Referring expression data
++++++++
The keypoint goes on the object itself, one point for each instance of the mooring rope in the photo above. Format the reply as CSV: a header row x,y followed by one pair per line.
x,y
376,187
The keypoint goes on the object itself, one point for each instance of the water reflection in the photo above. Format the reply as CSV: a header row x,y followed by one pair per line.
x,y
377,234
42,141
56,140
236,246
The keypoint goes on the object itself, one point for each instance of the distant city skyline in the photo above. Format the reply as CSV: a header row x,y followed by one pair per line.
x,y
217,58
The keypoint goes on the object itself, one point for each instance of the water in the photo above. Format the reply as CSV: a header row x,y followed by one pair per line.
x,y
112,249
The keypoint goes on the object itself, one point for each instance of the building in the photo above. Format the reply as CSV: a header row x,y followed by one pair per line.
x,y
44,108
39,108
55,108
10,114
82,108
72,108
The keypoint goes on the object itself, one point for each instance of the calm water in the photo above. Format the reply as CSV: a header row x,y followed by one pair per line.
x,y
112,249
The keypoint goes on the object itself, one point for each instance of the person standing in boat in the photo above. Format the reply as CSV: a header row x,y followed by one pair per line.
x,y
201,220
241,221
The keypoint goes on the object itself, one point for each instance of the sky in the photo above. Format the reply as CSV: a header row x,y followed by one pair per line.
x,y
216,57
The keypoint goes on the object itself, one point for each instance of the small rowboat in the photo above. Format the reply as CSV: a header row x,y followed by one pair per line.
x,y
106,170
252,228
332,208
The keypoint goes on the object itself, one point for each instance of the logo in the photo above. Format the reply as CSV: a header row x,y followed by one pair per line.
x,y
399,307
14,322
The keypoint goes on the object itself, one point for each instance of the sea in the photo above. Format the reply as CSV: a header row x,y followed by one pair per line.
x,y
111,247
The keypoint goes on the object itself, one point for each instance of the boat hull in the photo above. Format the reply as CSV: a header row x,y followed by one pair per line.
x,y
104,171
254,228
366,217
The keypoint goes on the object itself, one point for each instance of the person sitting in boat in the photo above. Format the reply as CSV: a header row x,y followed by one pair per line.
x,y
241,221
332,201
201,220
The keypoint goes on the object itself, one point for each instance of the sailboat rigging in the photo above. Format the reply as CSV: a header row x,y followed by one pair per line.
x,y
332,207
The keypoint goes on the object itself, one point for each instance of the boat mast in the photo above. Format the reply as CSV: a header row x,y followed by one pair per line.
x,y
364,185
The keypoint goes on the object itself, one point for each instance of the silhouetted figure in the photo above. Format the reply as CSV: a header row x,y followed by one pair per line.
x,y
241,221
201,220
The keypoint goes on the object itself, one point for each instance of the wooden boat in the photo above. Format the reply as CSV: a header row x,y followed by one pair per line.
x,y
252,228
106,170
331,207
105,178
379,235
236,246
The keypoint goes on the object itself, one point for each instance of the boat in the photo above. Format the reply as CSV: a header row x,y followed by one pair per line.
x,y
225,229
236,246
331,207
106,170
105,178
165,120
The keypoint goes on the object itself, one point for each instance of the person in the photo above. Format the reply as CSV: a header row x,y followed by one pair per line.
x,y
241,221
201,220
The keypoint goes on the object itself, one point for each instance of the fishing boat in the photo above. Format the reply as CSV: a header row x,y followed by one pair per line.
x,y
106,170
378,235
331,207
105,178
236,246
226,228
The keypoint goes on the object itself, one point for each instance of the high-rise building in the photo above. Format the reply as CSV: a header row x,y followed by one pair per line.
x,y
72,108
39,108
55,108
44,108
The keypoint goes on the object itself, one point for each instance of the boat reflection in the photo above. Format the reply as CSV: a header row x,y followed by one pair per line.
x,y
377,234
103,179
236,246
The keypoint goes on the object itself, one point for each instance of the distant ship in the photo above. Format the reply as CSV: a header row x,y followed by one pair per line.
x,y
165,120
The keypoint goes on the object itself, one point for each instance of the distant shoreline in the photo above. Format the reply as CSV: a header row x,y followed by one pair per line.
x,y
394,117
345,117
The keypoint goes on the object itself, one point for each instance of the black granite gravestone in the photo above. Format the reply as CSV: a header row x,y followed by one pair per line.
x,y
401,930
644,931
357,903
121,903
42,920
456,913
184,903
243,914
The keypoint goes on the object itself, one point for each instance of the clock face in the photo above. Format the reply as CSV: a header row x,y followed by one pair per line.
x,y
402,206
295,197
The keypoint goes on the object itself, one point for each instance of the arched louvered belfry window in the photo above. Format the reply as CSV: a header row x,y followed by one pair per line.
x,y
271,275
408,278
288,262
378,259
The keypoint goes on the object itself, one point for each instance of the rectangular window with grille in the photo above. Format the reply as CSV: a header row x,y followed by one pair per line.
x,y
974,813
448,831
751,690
++++++++
> ACTIVITY
Each record needs to be copied out again, letter for letter.

> SOLUTION TO THIS EXERCISE
The keypoint goes on the object itself, one point for each instance of the mooring rope in the photo above. Format the reply as CSV: a header row x,y followed by one pair per line.
x,y
376,187
The keypoint goes on the object itself, one point for each instance of the water reflection in the photo above. Format the reply as CSV: a header row x,y followed by one pair per line.
x,y
377,234
42,141
56,140
236,246
The keypoint goes on the object itself, one point for each instance of the distant city skyline in the photo above. Format the reply as CSV: a header row x,y followed by one pair per line.
x,y
217,58
The keypoint goes on the object itself, one point for each instance of the water in the photo above. Format the reply as CSV: a header row x,y followed by one pair per line.
x,y
112,249
The keypoint goes on the object itself, one point for each instance of the building in the photo above. Format the reply as CSV: a header row x,y followed by one pair per line.
x,y
44,108
39,108
55,108
10,114
82,108
72,108
The keypoint goes on the object itself, one point for each instance of the calm water in the photo above. Format the reply as CSV: a header row x,y followed by one pair per line.
x,y
112,249
The keypoint goes on the object itself, one point for each instance of the person standing in boat in the photo above. Format the reply as CSV: a header row x,y followed by one pair per line.
x,y
201,220
241,221
The keypoint goes on the object itself, one point for each instance of the sky in the photo above. Format the reply as CSV: a header row x,y followed by one pair per line.
x,y
216,57
The keypoint goes on the object itself, one point for each instance of the small rowboat in the photo above. Format the reply as CSV: a header row x,y followed by one pair per line.
x,y
106,170
252,228
332,208
The keypoint goes on the object itself, one point for each instance of the logo in the photo above. Format the reply as CSV: a header row x,y followed by one pair per line.
x,y
399,307
14,322
The keypoint goes on the object itself, one point for each instance of the sea in the photo above. Format the reply as CSV: a header row x,y followed by one pair per line.
x,y
111,247
The keypoint goes on the object itself, one point for each instance of the boat hull in the photo above. Format the reply as CSV: a header row x,y followed by one pair per line.
x,y
104,171
254,228
366,217
The keypoint goes on the object itself, one point for each instance of the person sitting in boat in the photo above. Format the reply as CSV: a header row x,y followed by one pair per line.
x,y
241,221
332,201
201,220
The keypoint goes on the object itself, one point for each instance of the sailboat rigging in the photo above. Format the reply as CSV: a header row x,y followed by one pair per line.
x,y
332,207
The keypoint goes on the object itself, one point for each instance of the boat mast in the photo above. Format the reply as CSV: a header row x,y followed by one pair per line.
x,y
364,185
The keypoint goes on the object itself, one point for each instance of the silhouetted figure in the photo above. Format the reply as CSV: a header row x,y followed by one pair per line.
x,y
241,221
201,220
The keypoint goes on the object itself, one point for each instance of the wooden boat in the photo above. Format the reply as CSV: a header row x,y followed by one pair per line.
x,y
252,228
106,170
331,207
105,178
379,235
236,246
The keypoint goes on the object itself, one point for each instance of the boat in the photo above. Format the reply as CSV: a header row x,y followed by one pair per line.
x,y
225,229
236,246
331,207
106,170
105,178
165,120
The keypoint goes on the object itself, one point for each instance of the person in the photo above. Format the reply as CSV: a header row x,y followed by one pair per line.
x,y
241,221
201,220
The keypoint goes on the object itself, one point for each instance of the fishing boat in the photo above. Format the reply as CSV: a header row x,y followed by one pair per line.
x,y
106,170
378,235
331,207
105,178
236,246
226,228
The keypoint goes on the object itself, one point for each instance of the high-rise building in the photo above. Format the reply as CSV: a header row x,y followed by one pair per line.
x,y
72,108
39,108
55,108
44,108
The keypoint goes on the object itself, one point for each instance of the boat reflection in the photo above. Format the reply as CSV: a header row x,y followed by one pair per line.
x,y
377,234
103,179
236,246
The keypoint goes on the object itself, one point for each instance of the distant ship in the photo above. Format the reply as CSV: a header row x,y followed by one pair per line.
x,y
165,120
The keypoint goes on the object itself, one point for each instance of the distant shoreline in the photo above. Format the reply as CSV: a header row x,y followed by one pair per line.
x,y
394,117
345,117
The keypoint goes on the object itself, one point for each instance of the black granite gravestone in the photo above. Format the reply as CSV: a header row x,y followed by one pair per line.
x,y
401,930
644,931
357,903
121,903
42,920
456,913
184,903
243,914
The keypoint goes on the object itself, one point for each instance of the clock face in the photo above. Format the reply as CSV: a header row x,y followed by one pair per line.
x,y
402,206
295,197
The keypoint goes on the object itself, one point for each instance of the arched louvered belfry window in the photo above. Format the reply as CSV: a header row x,y followed by one pair per line.
x,y
271,275
408,278
288,262
378,259
The keypoint goes on the object itself, one point for each instance of the rectangular window with grille in the photo above. Format the reply as CSV: a header row x,y followed by one pair per line.
x,y
974,813
448,831
751,690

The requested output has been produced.